__Requirements__
Reproduce the entries below word for word, from their first line through the line containing "x=600, y=191". Leave the pictures out of your copy.

__Records shown__
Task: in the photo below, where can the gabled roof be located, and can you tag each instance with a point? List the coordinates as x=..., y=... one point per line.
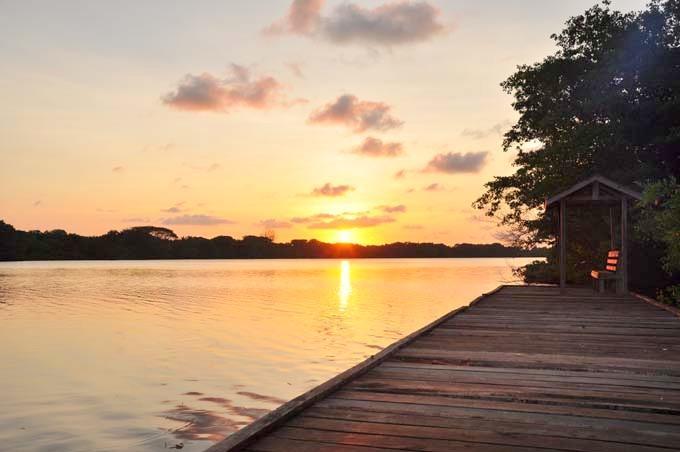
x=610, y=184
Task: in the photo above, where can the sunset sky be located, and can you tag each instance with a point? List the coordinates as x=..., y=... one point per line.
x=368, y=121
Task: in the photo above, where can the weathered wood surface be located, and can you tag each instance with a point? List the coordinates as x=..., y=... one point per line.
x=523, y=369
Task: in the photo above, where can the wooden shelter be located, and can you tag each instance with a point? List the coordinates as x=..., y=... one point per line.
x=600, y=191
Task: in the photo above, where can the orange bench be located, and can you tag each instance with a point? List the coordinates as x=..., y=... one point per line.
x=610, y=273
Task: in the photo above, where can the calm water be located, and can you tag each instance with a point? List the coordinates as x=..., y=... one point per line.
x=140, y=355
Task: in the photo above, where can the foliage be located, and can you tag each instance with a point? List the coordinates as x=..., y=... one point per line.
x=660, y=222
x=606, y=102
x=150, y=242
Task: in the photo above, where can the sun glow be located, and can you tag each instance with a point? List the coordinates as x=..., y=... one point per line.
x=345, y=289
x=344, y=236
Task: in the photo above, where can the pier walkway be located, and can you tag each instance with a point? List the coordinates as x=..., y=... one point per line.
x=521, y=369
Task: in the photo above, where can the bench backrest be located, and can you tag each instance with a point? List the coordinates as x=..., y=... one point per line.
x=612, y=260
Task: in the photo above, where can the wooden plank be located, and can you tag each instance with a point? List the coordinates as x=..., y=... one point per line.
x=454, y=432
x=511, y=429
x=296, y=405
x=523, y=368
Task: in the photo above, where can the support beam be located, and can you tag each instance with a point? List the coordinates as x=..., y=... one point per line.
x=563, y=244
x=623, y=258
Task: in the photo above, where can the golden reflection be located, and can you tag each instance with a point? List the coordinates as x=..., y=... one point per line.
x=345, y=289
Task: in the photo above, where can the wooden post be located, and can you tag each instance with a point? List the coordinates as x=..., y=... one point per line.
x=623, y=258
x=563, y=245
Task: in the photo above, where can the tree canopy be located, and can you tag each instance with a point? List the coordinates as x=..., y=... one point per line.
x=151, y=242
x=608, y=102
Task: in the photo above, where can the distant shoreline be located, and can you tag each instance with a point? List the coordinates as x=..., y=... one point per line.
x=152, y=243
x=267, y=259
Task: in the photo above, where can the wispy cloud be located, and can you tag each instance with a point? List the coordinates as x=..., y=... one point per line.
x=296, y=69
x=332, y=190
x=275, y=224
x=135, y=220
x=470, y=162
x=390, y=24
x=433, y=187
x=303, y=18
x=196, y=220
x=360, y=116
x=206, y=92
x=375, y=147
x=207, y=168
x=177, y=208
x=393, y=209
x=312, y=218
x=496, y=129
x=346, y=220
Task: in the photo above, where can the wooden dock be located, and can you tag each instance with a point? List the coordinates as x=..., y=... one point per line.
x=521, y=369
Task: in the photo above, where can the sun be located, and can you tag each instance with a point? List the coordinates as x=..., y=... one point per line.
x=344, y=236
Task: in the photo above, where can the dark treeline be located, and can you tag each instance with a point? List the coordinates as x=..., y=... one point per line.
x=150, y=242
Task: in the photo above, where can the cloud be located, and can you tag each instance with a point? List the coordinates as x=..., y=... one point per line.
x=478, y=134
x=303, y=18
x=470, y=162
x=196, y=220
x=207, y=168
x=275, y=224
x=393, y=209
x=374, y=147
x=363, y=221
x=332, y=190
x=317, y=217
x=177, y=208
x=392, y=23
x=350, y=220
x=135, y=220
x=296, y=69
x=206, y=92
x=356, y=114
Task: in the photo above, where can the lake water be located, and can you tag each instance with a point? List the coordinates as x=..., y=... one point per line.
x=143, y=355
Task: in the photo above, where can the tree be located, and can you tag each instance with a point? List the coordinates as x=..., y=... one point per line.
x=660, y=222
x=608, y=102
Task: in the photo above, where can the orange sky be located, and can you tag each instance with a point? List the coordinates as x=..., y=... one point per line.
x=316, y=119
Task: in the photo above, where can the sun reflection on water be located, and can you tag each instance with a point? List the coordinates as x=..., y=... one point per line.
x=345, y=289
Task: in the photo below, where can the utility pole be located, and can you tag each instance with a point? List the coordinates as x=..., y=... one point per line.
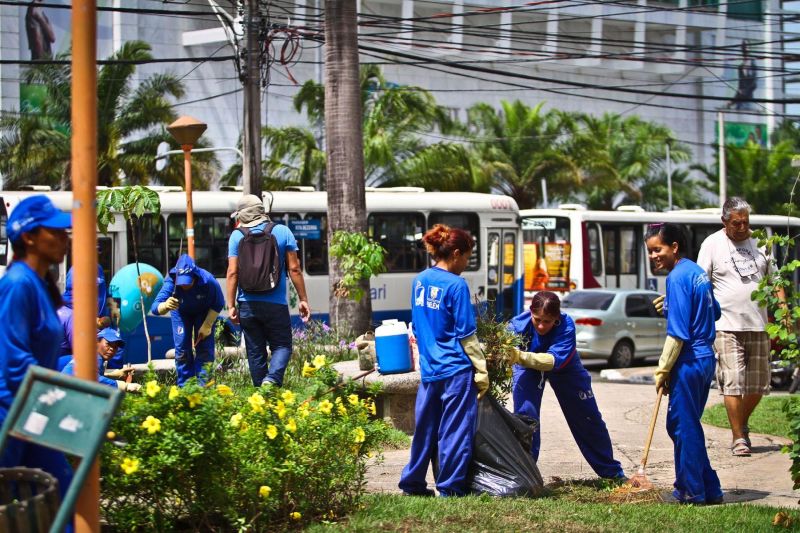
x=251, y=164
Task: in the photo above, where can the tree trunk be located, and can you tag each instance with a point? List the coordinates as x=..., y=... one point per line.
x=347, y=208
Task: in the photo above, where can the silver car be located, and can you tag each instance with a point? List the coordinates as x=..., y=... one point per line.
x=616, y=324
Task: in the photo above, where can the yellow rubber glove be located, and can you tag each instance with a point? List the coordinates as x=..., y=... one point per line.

__Answer to this problem__
Task: in the photo below, where can the gabled roof be located, and can you tag each instance with a point? List the coordinates as x=..., y=... one point per line.
x=610, y=184
Task: in the photo above, where can the sunset sky be located, and can you tag each instance with a point? List the coordinates as x=..., y=... one point per line.
x=368, y=121
Task: in the photo above, where can the weathered wood surface be located, and can you tag each instance with a point? List the coordinates as x=..., y=... one point per line.
x=523, y=369
Task: in the photo above, where can the wooden shelter be located, and can you tag each instance with a point? List the coordinates as x=..., y=... one point per line.
x=600, y=191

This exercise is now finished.